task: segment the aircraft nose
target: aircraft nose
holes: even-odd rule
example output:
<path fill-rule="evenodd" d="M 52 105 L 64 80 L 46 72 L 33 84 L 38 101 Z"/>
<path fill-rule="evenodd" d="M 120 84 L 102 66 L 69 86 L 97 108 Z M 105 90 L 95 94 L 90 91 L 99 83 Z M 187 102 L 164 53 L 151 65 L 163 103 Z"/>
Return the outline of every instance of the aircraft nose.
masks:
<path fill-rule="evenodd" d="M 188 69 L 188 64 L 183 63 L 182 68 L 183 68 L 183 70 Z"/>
····················
#### Short problem
Copy out the material above line for line, with no changes to any character.

#### The completed task
task: segment the aircraft nose
target: aircraft nose
holes: even-odd rule
example output:
<path fill-rule="evenodd" d="M 52 105 L 64 80 L 46 72 L 33 84 L 38 101 Z"/>
<path fill-rule="evenodd" d="M 120 84 L 102 66 L 69 86 L 97 108 Z M 105 90 L 95 94 L 90 91 L 99 83 Z M 187 102 L 164 53 L 151 65 L 163 103 Z"/>
Return the outline of every instance of the aircraft nose.
masks:
<path fill-rule="evenodd" d="M 188 69 L 188 64 L 183 63 L 182 68 L 183 68 L 183 70 Z"/>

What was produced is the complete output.